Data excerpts
%%

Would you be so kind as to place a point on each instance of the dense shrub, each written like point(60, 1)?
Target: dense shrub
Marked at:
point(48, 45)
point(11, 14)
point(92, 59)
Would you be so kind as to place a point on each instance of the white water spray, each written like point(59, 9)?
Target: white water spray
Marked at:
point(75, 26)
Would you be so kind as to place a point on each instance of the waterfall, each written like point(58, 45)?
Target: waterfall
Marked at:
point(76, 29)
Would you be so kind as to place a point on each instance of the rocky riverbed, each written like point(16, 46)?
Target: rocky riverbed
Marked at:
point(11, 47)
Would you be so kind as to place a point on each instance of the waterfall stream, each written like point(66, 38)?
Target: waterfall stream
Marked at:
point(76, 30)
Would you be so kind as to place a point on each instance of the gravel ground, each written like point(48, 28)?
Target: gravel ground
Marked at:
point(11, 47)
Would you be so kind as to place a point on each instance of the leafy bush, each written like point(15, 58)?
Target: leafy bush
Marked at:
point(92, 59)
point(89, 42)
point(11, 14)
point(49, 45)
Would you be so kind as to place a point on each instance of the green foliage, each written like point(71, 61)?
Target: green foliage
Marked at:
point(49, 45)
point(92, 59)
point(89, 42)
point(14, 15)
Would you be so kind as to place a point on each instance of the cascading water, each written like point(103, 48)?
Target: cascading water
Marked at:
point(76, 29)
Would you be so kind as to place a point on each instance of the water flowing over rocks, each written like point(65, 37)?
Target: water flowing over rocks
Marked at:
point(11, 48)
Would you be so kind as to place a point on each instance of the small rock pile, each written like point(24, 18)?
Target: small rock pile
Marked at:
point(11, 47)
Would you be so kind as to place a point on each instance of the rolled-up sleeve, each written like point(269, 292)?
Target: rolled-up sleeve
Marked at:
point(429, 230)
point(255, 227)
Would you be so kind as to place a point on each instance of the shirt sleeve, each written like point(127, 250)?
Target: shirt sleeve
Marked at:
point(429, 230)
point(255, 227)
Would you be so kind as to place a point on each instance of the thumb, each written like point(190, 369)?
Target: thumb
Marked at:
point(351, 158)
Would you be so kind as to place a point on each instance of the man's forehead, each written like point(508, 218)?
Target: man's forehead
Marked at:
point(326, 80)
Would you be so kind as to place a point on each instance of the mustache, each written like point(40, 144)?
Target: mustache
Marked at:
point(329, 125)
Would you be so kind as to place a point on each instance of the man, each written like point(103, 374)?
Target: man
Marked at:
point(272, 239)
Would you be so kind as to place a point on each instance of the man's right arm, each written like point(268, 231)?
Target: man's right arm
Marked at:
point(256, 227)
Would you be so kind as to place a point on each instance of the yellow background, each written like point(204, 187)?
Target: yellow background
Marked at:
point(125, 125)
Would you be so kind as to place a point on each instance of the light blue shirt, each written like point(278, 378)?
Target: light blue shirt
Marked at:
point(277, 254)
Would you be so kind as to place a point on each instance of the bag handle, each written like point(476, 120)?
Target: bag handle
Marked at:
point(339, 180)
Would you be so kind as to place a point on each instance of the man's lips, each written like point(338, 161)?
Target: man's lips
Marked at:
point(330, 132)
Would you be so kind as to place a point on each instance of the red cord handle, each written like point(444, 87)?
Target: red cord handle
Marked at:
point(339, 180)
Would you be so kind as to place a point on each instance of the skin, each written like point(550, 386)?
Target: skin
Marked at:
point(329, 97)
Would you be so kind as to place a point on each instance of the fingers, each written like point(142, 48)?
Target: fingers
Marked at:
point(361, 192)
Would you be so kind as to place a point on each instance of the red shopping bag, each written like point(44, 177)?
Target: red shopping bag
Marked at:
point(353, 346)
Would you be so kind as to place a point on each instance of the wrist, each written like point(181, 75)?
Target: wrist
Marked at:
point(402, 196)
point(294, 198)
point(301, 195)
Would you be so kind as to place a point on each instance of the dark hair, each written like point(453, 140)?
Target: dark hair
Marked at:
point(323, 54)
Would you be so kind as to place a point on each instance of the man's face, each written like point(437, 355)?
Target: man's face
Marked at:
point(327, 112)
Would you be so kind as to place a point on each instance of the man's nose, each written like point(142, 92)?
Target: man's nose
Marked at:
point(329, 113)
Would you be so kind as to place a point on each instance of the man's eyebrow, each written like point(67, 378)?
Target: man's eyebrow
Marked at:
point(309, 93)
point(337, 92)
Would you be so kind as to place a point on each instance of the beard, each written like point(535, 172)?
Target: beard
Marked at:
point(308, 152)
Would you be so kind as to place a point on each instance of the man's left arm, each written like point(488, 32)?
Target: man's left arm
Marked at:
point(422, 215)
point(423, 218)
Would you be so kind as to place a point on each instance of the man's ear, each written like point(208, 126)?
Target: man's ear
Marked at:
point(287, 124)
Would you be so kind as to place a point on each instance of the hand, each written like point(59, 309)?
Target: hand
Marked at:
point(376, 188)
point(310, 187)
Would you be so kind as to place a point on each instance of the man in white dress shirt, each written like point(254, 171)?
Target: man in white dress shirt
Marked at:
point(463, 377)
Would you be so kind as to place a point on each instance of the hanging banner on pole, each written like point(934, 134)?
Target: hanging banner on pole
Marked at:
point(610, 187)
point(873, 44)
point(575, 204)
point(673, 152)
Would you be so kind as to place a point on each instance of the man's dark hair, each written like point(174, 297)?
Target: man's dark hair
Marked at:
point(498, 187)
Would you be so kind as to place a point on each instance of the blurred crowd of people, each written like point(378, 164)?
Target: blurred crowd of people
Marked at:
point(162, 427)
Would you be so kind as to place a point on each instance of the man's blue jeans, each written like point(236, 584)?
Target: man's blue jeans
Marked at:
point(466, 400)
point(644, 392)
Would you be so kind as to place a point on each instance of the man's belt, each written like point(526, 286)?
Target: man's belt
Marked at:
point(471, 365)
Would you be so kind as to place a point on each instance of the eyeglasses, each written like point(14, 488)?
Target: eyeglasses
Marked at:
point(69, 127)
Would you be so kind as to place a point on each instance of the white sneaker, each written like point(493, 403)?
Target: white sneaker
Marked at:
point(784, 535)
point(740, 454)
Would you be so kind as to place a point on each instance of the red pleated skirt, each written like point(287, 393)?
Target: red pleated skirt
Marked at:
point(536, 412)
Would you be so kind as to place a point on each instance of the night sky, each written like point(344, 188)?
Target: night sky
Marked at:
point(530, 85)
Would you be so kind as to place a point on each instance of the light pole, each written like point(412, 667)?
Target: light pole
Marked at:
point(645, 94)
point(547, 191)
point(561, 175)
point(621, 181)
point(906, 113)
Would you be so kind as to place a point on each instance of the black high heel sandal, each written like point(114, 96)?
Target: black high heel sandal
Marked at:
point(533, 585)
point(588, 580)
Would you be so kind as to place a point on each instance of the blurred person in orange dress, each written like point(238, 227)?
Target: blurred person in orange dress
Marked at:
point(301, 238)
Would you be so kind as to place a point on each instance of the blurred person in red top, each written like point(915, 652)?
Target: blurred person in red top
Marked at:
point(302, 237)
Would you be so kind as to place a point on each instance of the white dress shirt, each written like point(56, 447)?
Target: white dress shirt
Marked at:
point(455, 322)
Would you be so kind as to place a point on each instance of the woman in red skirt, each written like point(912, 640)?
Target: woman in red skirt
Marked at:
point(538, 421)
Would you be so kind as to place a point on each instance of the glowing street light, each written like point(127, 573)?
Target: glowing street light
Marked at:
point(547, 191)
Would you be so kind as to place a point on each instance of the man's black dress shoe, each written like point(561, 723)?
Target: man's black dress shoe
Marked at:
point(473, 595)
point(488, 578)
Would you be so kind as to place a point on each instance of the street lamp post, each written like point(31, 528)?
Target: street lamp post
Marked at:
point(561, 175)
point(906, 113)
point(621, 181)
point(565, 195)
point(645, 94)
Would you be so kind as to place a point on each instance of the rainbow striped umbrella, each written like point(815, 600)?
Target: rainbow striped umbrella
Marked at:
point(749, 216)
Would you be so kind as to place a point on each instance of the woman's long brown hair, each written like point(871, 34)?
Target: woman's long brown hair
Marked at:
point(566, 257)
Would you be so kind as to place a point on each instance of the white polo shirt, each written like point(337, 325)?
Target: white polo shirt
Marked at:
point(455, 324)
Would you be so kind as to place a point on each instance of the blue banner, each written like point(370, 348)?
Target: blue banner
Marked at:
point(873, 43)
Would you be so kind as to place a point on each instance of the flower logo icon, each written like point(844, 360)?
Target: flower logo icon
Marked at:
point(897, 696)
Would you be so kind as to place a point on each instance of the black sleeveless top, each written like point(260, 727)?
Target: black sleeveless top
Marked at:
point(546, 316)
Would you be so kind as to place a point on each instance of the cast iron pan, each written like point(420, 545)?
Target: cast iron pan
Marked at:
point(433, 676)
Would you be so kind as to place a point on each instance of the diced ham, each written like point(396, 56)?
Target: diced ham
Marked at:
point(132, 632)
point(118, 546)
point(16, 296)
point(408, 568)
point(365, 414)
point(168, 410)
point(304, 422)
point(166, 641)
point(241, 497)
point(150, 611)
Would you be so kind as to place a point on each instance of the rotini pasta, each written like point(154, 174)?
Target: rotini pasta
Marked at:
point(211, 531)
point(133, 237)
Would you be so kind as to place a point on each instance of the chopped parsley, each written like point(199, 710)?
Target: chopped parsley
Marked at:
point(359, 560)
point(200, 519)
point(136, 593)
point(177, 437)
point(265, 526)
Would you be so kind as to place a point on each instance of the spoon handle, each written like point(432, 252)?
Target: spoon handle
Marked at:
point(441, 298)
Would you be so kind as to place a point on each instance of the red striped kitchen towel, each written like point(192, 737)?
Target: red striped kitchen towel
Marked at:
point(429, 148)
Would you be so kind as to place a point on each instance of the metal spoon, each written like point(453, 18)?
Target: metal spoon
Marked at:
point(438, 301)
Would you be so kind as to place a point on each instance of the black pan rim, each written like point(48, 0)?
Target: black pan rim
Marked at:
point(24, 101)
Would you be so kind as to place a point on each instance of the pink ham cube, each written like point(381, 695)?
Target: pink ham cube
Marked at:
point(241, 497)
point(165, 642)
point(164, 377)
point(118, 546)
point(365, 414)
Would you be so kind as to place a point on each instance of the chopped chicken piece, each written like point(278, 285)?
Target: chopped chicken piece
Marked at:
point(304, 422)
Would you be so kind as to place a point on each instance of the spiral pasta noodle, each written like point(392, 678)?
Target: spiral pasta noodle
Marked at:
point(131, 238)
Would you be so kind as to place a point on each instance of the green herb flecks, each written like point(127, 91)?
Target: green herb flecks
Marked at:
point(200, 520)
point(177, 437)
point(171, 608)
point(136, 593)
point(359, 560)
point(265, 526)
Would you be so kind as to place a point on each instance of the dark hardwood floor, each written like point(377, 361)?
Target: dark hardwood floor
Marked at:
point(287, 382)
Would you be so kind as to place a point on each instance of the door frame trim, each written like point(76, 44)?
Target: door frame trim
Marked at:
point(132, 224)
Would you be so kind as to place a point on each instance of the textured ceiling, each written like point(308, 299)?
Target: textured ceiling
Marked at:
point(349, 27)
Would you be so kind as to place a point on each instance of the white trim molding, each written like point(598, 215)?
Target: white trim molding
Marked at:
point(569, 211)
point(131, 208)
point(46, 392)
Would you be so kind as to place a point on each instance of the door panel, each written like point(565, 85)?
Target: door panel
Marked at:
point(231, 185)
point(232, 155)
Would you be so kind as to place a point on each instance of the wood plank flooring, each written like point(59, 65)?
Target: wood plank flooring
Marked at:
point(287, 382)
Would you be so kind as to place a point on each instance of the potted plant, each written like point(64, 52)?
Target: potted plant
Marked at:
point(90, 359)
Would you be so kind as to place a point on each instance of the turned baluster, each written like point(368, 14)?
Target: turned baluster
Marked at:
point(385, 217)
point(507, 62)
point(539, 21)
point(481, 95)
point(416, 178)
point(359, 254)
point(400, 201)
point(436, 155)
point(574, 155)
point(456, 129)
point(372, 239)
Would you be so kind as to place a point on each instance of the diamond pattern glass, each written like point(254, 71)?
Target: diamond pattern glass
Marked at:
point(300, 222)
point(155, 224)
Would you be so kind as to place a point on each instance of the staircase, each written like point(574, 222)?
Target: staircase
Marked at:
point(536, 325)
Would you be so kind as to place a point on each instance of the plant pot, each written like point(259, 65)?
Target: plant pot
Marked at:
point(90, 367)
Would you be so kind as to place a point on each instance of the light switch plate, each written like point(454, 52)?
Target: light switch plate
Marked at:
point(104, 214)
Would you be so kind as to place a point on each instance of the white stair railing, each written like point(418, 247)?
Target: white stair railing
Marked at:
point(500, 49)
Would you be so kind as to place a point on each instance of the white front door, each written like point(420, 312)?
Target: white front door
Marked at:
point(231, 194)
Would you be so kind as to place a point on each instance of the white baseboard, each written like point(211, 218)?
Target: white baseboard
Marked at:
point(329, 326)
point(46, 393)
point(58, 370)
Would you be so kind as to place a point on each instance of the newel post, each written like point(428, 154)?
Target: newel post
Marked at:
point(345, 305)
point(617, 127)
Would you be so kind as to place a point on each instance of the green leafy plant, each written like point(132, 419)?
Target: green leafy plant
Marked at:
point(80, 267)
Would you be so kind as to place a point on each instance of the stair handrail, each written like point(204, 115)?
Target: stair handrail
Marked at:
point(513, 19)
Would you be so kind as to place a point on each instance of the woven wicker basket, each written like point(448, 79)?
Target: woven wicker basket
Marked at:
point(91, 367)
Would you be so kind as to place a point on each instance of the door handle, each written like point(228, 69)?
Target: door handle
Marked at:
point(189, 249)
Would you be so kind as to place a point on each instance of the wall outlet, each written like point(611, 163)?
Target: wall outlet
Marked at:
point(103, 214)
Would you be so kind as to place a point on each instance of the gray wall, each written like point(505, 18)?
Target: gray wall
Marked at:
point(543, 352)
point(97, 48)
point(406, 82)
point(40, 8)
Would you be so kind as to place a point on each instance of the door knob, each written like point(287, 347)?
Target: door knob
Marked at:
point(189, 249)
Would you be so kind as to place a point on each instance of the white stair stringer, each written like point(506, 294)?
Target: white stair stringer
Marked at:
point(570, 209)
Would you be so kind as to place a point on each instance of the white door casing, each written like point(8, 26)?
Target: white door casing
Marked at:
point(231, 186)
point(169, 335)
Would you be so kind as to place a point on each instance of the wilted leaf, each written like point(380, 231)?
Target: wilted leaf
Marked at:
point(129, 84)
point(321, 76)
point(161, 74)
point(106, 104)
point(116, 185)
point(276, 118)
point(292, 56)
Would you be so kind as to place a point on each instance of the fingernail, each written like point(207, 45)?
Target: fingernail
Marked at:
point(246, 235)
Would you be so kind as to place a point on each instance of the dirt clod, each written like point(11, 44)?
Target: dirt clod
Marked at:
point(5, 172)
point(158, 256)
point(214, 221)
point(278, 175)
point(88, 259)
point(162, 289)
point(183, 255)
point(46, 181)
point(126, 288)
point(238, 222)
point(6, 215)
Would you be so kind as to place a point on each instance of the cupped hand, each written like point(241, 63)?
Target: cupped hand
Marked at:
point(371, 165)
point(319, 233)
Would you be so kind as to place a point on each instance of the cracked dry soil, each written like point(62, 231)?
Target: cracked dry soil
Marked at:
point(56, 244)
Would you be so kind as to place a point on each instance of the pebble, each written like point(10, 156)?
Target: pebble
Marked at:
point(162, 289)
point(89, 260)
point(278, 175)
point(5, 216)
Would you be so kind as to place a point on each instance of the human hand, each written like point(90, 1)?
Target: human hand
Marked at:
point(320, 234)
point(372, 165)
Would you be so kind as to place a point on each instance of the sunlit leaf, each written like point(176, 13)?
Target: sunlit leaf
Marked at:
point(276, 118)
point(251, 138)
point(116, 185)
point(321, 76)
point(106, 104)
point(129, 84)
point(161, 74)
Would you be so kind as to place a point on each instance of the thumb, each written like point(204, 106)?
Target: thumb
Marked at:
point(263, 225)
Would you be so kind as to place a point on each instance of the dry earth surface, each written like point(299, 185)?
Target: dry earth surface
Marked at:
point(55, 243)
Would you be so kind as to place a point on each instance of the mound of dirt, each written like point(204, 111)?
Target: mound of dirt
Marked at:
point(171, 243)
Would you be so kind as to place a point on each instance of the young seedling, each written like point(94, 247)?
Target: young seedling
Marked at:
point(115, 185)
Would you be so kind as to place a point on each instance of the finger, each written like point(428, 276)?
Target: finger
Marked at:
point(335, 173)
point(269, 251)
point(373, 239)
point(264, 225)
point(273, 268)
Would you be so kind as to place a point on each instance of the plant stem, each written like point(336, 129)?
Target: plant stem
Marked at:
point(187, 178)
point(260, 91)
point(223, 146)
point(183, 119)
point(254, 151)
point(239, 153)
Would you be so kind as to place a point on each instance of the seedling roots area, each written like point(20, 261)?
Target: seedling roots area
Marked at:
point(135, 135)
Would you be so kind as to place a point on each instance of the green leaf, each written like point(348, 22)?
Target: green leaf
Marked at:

%%

*YOUR GOAL:*
Within the data above, the span starting at the line containing "like point(493, 403)?" and ending at the line containing "like point(287, 393)?" is to be retyped exactly, with no other lines.

*RESPONSE AREA:*
Would you be so kind as to place a point on each instance of the white sneaker, each written like point(493, 403)?
Target: white sneaker
Marked at:
point(784, 535)
point(740, 454)
Would you be so kind as to place a point on each instance of the red pleated skirt, each written like point(287, 393)?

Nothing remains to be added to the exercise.